Excerpted passage start

While at Black Mountain, Dawson was instructed by poet Charles Olson and painter Franz Kline, both of whom became father figures for him. Although Dawson had already published two works, Kline’s influence is apparent in Dawson’s book An Emotional Memoir of Franz Kline (1967), written after the artist’s death in 1962. Olson and Black Mountain had a significant influence on his writing; The Black Mountain Book (1970) documented life at the school from Dawson’s perspective. Dawson was also part of the 1960s Beat movement in New York City, where he relocated and remained for life after his military service. In New York, he frequented artistic and literary hotspots including the Cedar Bar and Max’s Kansas City (a restaurant and nightclub) where he interacted with artists like Kline, Jackson Pollock, Willem de Kooning, Robert Motherwell, and Philip Guston.

Although recognized in the beginning of his career for his illustrations and collages, Dawson soon focused on his writing. In a five-decade-long writing career, he published 23 books including stories, novels, memoir, and poetry. His stories have appeared in numerous literary magazines, including Blind Date, Bombay Gin, Conjunctions, Friction, House Organ, Pharos, River Styx, Shiny, Transfer, Witness, and The World.

Dawson’s writing has been compared to that of Henry James. He was greatly influenced by James Joyce; like Joyce’s Portrait of the Artist as a Young Man (1916), much of Dawson’s works are auto- or semi-autobiographical “portraits” dealing with the artistic process. Some works—such as The Greatest Story Ever Told (1973)—also rely on the unconscious; they express the narrator’s developing, ever-changing vision of the world. This reliance on the unconscious is indicative of Dawson’s fascination with psychotherapist Carl Jung, whose theories influence his book Thread (1964), which sews together the early stages of Dawson’s life as a child and as an artist. Dawson himself underwent psychotherapy for a number of years; the influence of these sessions is evident in the stories “The Sun Rises into the Sky,” (1974) and “The Man Who Changed Overnight” (1976), among others.

Much of Dawson’s literature has been published by Black Sparrow Press. Some of his more notable works include: Krazy Kat, The Unveiling, and Other Stories (1969), his first novel Open Road (1970), the Penny Lane trilogy (1977, 1981), Krazy Kat [and] 76 More: Collected Stories 1950-1976 (1982), and Virginia Dare: Stories, 1976-1981 (1985). Tiger Lilies: An American Childhood (1984) and 3 x 3 (written with Michael Rumaker and Paul C. Metcalf, 1989) are among his non-Black Sparrow publications.

Excerpted passage end
Supplied records start

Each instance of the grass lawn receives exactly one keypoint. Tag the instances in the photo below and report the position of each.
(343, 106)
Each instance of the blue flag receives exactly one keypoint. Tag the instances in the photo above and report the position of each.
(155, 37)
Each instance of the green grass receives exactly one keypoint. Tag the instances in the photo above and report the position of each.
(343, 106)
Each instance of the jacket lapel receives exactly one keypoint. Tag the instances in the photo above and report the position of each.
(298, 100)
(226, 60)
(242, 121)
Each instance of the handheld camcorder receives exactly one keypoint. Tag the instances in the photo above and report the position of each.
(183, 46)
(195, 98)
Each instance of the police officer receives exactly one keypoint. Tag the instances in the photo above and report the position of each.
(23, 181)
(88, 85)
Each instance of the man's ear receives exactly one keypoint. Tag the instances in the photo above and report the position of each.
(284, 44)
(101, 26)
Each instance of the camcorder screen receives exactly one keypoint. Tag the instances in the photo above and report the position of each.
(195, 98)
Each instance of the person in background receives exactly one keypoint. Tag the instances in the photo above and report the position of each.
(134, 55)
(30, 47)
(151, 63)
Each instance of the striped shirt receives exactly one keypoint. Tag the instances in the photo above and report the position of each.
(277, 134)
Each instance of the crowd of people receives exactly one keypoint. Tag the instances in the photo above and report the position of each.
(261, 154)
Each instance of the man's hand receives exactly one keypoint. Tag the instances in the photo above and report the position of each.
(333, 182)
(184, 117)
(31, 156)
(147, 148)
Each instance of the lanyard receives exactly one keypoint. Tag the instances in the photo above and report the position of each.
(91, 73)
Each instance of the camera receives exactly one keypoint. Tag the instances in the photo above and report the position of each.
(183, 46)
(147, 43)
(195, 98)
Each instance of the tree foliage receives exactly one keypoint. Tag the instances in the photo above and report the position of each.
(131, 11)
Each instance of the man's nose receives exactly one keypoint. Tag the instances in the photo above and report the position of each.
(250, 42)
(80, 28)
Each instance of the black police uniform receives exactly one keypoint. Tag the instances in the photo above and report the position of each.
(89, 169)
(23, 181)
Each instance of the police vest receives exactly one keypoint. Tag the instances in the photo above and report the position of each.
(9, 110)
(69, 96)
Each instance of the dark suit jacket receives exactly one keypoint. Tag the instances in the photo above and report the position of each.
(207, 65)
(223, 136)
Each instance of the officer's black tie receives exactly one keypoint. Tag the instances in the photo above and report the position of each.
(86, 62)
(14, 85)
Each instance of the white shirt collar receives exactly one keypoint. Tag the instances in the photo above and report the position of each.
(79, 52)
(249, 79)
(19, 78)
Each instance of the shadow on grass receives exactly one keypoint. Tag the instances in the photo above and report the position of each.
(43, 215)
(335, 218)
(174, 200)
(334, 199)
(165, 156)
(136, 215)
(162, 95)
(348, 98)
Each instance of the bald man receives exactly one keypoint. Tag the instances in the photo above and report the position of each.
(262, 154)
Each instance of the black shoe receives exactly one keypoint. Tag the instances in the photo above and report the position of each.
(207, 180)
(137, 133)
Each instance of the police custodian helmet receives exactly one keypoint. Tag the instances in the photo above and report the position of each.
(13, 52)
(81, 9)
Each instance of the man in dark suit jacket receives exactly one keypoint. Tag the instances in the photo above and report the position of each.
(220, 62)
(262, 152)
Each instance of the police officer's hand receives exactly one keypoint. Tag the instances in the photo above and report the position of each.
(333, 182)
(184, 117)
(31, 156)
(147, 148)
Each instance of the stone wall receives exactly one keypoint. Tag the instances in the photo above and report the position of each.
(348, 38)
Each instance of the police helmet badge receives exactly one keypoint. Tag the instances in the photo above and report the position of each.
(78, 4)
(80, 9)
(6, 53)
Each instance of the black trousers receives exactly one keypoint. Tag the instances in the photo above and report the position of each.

Supplied records end

* _Written exercise A_:
Return the stretch of the passage about Dawson from "Much of Dawson’s literature" through "non-Black Sparrow publications.".
* _Written exercise B_:
Answer these questions using the passage about Dawson, marking each answer to match:
(i) Which two instructors at Black Mountain became father figures for Dawson?
(ii) How many books did Dawson publish over his writing career?
(iii) Which press published much of Dawson's literature?
* _Written exercise C_:
Extend the passage about Dawson by writing what comes after its final sentence.
The entries have no connection to the passage about Dawson.

* _Output A_:
Much of Dawson’s literature has been published by Black Sparrow Press. Some of his more notable works include: Krazy Kat, The Unveiling, and Other Stories (1969), his first novel Open Road (1970), the Penny Lane trilogy (1977, 1981), Krazy Kat [and] 76 More: Collected Stories 1950-1976 (1982), and Virginia Dare: Stories, 1976-1981 (1985). Tiger Lilies: An American Childhood (1984) and 3 x 3 (written with Michael Rumaker and Paul C. Metcalf, 1989) are among his non-Black Sparrow publications.

* _Output B_:
(i) Charles Olson and Franz Kline
(ii) 23
(iii) Black Sparrow Press

* _Output C_:
Dawson was a creative writing teacher at Colorado’s Naropa Institute and began hosting writing classes in prisons (Rikers Island, Attica, and Sing-Sing) beginning in 1984. He taught writing in US prisons for 17 years while also working with at-risk teenagers in alternative high schools. A passionate teacher and an advocate for prison reform, he later became the chairperson for the P.E.N. Prison Writing Committee. His last published piece, No Man’s Land (2000), was colored by these experiences.

Dawson married psychologist Barbara Kraft in 1962; the two later divorced in 1976. Fielding Dawson died on January 5, 2002, leaving behind his wife, Susan Maldovan.


Dawson, Fielding. “The Vertical Fields.” Classic Short Stories. B and L Associates, Bangor, ME, 1995-2007. Web. 30 March 2012.

"Fielding Dawson." Contemporary Authors Online. Detroit: Gale, 2002. Literature Resource Center. Web. 2 Apr. 2012.

Hrebeniak, Michael. “Fielding Dawson: Writer at the heart of America’s postwar avant-garde.” Guardian News. The Guardian, 5 Apr. 2002. Web. 30 March 2012.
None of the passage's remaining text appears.